Excerpted text –
===

Regions Defined with Respect to y

Learning Outcomes

Determine the area of a region between two curves by integrating with respect to the dependent variable
Recognize when it is easier to integrate with respect to the independent or dependent variable

In the previous example, we had to evaluate two separate integrals to calculate the area of the region. However, there is another approach that requires only one integral. What if we treat the curves as functions of $y,$ instead of as functions of $x?$ Review the last example. Note that the left graph, shown in red, is represented by the function $y=f(x)={x}^{2}.$ We could just as easily solve this for $x$ and represent the curve by the function $x=v(y)=\sqrt{y}.$ (Note that $x=\text{−}\sqrt{y}$ is also a valid representation of the function $y=f(x)={x}^{2}$ as a function of $y.$ However, based on the graph, it is clear we are interested in the positive square root.) Similarly, the right graph is represented by the function $y=g(x)=2-x,$ but could just as easily be represented by the function $x=u(y)=2-y.$ When the graphs are represented as functions of $y,$ we see the region is bounded on the left by the graph of one function and on the right by the graph of the other function. Therefore, if we integrate with respect to $y,$ we need to evaluate one integral only. Let’s develop a formula for this type of integration.

Let $u(y)$ and $v(y)$ be continuous functions over an interval $\left[c,d\right]$ such that $u(y)\ge v(y)$ for all $y\in \left[c,d\right].$ We want to find the area between the graphs of the functions, as shown in the following figure.

This figure is has two graphs in the first quadrant. They are the functions v(y) and u(y). In between these graphs is a shaded region, bounded to the left by v(y) and to the right by u(y). The region is labeled R. The shaded area is between the horizontal boundaries of y=c and y=d.

Figure 8. We can find the area between the graphs of two functions, $u(y)$ and $v(y).$

This time, we are going to partition the interval on the $y\text{-axis}$ and use horizontal rectangles to approximate the area between the functions. So, for $i=0,1,2\text{,…},n,$ let $Q=\left\{{y}_{i}\right\}$ be a regular partition of $\left[c,d\right].$ Then, for $i=1,2\text{,…},n,$ choose a point ${y}_{i}^{*}\in \left[{y}_{i-1},{y}_{i}\right],$ then over each interval $\left[{y}_{i-1},{y}_{i}\right]$ construct a rectangle that extends horizontally from $v({y}_{i}^{*})$ to $u({y}_{i}^{*}).$ Figure 9(a) shows the rectangles when ${y}_{i}^{*}$ is selected to be the lower endpoint of the interval and $n=10.$ Figure 9(b) shows a representative rectangle in detail.

===

Information shown –

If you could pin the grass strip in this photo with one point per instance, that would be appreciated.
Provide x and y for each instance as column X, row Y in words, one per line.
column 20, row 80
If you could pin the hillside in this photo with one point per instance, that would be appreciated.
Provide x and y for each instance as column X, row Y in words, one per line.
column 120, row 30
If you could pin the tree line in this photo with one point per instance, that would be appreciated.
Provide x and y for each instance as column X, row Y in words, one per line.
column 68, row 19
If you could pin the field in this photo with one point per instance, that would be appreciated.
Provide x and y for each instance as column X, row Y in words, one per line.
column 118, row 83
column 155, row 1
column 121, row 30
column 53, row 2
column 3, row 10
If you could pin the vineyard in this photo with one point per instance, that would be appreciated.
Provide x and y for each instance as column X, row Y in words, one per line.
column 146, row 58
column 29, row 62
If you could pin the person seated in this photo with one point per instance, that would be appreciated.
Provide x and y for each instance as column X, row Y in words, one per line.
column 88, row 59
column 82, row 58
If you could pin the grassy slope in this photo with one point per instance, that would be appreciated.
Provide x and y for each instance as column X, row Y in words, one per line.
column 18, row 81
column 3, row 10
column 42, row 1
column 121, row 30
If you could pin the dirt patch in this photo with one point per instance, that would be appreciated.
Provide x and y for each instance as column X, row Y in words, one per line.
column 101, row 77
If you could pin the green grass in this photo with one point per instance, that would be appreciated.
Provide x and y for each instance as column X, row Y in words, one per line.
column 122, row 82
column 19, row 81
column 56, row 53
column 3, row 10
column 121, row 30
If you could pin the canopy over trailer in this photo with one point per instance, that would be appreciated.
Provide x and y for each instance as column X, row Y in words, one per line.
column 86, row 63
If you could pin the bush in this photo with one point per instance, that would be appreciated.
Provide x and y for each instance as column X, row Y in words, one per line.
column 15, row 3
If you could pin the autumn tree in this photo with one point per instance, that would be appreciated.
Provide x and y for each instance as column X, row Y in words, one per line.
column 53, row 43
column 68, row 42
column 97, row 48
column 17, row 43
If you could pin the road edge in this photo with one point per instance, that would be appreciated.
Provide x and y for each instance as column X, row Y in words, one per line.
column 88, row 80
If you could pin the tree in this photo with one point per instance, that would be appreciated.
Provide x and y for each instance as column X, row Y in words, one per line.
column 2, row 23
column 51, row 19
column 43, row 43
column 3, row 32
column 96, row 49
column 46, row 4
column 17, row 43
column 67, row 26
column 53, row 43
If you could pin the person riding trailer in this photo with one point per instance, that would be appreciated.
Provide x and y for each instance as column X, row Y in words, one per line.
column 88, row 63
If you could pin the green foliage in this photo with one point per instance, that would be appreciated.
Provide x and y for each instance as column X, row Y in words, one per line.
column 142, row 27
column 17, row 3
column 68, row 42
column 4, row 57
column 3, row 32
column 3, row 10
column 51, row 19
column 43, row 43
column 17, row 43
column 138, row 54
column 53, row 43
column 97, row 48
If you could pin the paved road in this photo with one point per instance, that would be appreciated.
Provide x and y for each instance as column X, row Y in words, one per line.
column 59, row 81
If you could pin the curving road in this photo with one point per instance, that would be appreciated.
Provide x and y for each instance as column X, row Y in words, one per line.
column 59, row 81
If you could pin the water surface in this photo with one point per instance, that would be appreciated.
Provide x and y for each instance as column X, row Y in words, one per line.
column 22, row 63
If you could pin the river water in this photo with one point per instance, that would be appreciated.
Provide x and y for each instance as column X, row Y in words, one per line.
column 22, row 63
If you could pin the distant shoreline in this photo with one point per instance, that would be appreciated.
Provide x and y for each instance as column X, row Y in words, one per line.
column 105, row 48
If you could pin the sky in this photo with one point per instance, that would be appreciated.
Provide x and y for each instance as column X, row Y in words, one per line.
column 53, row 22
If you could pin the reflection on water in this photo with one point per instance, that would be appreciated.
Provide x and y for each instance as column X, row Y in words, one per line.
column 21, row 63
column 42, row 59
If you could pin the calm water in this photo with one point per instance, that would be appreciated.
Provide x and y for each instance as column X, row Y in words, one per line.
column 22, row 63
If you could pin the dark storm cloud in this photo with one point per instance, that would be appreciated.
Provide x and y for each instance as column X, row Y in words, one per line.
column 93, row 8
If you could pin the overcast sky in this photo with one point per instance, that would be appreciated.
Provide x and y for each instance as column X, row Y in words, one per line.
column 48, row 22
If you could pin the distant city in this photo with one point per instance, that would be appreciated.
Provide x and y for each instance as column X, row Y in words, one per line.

===

What is required –
Reproduce the calculus text on regions defined with respect to y, from "Let $u(y)$ and" up to and including "the following figure.".

Task result –
Let $u(y)$ and $v(y)$ be continuous functions over an interval $\left[c,d\right]$ such that $u(y)\ge v(y)$ for all $y\in \left[c,d\right].$ We want to find the area between the graphs of the functions, as shown in the following figure.